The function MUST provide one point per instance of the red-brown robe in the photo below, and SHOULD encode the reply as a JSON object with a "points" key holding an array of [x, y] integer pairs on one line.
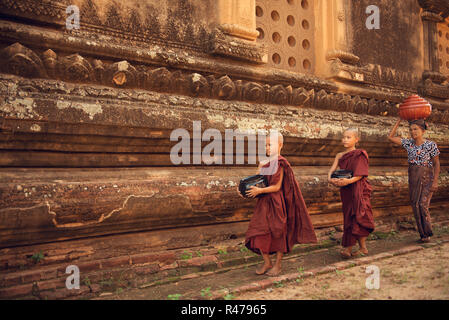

=-=-=-=-=

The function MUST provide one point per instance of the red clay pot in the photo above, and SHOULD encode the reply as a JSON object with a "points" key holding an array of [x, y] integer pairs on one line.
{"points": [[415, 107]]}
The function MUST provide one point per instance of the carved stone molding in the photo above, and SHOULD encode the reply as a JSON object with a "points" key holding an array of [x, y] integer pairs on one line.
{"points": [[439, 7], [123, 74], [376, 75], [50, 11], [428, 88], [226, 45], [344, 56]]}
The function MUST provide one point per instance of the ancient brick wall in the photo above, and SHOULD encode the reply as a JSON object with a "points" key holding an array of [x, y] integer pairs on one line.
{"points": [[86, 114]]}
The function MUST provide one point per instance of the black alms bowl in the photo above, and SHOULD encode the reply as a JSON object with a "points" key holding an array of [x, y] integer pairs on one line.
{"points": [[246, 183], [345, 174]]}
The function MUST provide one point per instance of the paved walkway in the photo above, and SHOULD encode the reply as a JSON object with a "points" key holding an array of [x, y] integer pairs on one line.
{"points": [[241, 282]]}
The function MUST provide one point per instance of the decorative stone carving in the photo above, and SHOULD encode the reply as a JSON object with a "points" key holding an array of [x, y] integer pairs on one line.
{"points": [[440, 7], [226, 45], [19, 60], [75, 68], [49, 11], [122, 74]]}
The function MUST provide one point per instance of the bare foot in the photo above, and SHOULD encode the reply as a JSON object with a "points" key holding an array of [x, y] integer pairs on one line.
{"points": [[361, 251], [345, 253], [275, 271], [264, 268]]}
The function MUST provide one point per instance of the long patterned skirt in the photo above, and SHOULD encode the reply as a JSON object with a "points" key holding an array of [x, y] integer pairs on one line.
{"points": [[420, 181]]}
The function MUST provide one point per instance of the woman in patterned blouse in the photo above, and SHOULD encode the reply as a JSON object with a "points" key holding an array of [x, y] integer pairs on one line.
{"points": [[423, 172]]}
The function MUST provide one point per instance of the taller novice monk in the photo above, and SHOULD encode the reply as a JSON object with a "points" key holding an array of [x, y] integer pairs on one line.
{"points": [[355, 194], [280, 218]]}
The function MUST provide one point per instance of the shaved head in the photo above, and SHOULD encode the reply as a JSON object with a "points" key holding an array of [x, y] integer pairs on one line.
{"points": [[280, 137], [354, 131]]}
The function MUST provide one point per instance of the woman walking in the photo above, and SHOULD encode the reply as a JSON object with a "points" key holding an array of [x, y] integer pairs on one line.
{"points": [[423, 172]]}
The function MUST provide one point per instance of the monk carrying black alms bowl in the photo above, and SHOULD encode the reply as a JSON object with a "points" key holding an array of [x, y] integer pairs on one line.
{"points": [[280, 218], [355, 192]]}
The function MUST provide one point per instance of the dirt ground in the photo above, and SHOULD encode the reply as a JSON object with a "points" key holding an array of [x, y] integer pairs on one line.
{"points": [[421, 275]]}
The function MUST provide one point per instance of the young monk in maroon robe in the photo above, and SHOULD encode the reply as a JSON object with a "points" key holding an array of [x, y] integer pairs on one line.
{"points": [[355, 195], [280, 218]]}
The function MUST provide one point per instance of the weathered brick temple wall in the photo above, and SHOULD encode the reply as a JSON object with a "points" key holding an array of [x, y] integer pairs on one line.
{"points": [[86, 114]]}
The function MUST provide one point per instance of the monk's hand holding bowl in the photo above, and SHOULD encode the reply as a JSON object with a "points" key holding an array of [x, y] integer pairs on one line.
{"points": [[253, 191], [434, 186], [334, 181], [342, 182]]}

=-=-=-=-=

> [WRITTEN TASK]
List, word for word, every line in the records above that contains the word "head".

> [TASK ANSWER]
The function MUST provide one point per instance of the shaved head in the photo above, and SHOULD encode the reply as a JSON object with a "points" key holding an array of [x, y] integer pairs on one line.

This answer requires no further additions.